• **ABOUT THIS EXERCISE**: Omit all pictures, and print word for word only the lines from the one containing "Please place a point on the green" through the end of the data.

BEGIN DATA SECTION

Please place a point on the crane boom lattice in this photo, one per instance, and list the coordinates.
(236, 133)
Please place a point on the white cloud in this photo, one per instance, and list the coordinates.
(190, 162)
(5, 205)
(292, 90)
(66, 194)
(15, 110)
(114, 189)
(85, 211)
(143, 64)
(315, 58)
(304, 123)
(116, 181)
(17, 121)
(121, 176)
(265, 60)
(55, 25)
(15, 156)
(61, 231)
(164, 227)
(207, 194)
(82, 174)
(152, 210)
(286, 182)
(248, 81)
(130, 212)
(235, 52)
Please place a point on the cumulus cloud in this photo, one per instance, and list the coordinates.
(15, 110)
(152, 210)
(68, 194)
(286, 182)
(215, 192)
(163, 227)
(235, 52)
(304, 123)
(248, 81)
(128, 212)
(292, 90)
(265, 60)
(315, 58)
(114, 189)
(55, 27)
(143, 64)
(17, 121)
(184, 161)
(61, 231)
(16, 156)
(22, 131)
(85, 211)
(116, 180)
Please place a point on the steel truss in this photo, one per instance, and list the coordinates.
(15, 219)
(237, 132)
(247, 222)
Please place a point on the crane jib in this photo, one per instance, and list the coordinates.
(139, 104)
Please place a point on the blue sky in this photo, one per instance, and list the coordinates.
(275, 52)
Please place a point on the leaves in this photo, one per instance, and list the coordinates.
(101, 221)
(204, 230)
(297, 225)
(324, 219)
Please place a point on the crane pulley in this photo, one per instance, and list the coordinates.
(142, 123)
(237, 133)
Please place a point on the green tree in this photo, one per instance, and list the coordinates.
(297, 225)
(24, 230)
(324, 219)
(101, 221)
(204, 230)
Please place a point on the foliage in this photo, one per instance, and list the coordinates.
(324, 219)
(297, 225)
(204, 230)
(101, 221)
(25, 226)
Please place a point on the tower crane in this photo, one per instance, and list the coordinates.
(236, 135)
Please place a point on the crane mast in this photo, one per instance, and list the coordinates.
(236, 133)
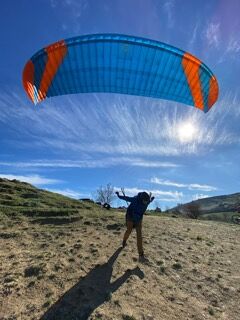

END DATA SECTION

• **OUTPUT OF THE EXERCISE**:
Please place a point on the green tree in this photo, one per instance, and list the coordinates.
(297, 225)
(24, 230)
(324, 219)
(101, 221)
(204, 230)
Please place a point on the foliage in this photo, one per instance, and list the coordinates.
(324, 219)
(297, 225)
(204, 230)
(101, 221)
(25, 226)
Please place a point on the tower crane in this photo, one per instance, and list the coordinates.
(236, 135)
Please place a point on the crane mast in this photo, one per instance, and list the coordinates.
(236, 133)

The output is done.